TEXT SEGMENT

= = = = =

With state officials setting the stage for the economy to reopen, business owners across North Texas are looking at how to return to work as early as Friday.
Businesses began preparing Monday after Gov. Greg Abbott announced his multi-step plan to allow select businesses to open at 25 percent capacity as long as social distancing and other public health measures are put in place.
With fewer than four days to prepare, some executives have been scrambling to put together plans and procedures, while others have decided it is too soon to return to work.
The Dallas Business Journal spoke with more than a dozen executives, advisors, and experts to find out what decision-makers should be thinking about while deciding when and how to come back to work. Those that Business Journal spoke with were implementing or recommending specific actions tied to their diverse industries, but four key points emerged over the course of the interviews.
Be transparent with employees
Employers need to set out a clear plan and stick to it, according to the experts.
Protocols should be outlined for which workers stay home, if people will come into the workplace on a rotation and whether schedules will be staggered to avoid large groups. Other key points that should be communicated include how common areas will be cleaned and how changes to the office layout will accommodate social distancing.
"The number one thing is the safety of your employees and then, just to couple with that, their sense of safety," said Kim Crawford, partner at accounting firm Sutton Frost Cary. "Do they feel comfortable coming back and what do we need to do to help that happen?"
Whether employers are screening for COVID-19 symptoms each day or relying on employees to self-assess, it is important for the health of the entire company to ensure workers feel safe reporting illnesses or contact with those who may be sick, according to Dr. Diana Cervantes, Director of the Master of Public Health Epidemiology Program at University of North Texas Health Science Center.

= = = = =

GIVEN DATA
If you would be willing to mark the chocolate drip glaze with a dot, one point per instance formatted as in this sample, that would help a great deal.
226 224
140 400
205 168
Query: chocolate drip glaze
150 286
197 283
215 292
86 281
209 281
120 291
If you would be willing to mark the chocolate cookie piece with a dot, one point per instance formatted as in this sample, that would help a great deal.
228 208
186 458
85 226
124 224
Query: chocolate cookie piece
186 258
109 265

= = = = =

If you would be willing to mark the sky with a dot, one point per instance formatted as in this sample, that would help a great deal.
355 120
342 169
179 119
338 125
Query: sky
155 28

= = = = =

REQUIRED TASKS
a) According to the article on reopening North Texas businesses, what position does Kim Crawford hold?
b) Render this sentence from the article on reopening North Texas businesses in Spanish: "Employers need to set out a clear plan and stick to it, according to the experts."
c) Carry the article on reopening North Texas businesses forward from its final sentence.
The entries play no part in any of the work that follows.

ANSWERS FOR THIS EXERCISE
a) She is a partner at the accounting firm Sutton Frost Cary.

b) Los empleadores deben establecer un plan claro y cumplirlo, según los expertos.

c)
If employees fear losing money, they may take a fever-reducing medication and still show up to work, she said.
For Felix Lozano, partner in charge of Whitley Penn’s Dallas office, it's important that everyone is on the same page. The firm plans to reopen in a limited capacity in the coming days.
"This is truly going to be a joint collaboration and teamwork at the highest level between owners of businesses and managers, and all of our team members," Lozano said. "We've got to be in lockstep together."
Over-communicate with customers
Whether a company is consumer-facing or B2B, communicating with customers on how face-to-face interactions will play out is also important for companies, according to the sources the Business Journal spoke to this week.
"You want to always make sure that if you're a business, you have to think, how am I going to make this as easy as possible for the person that these implementations are geared towards," Cervantes said.
She said it's important for companies to make things visible to their customers, using signage and being clear on their processes.
Some printers, such as Phase 3 which has a printing facility in Dallas, are selling mirror clings for bathrooms to remind people how long to wash their hands, floor decals to demarcate the appropriate social distance and arrows to make tight retail spaces one-way.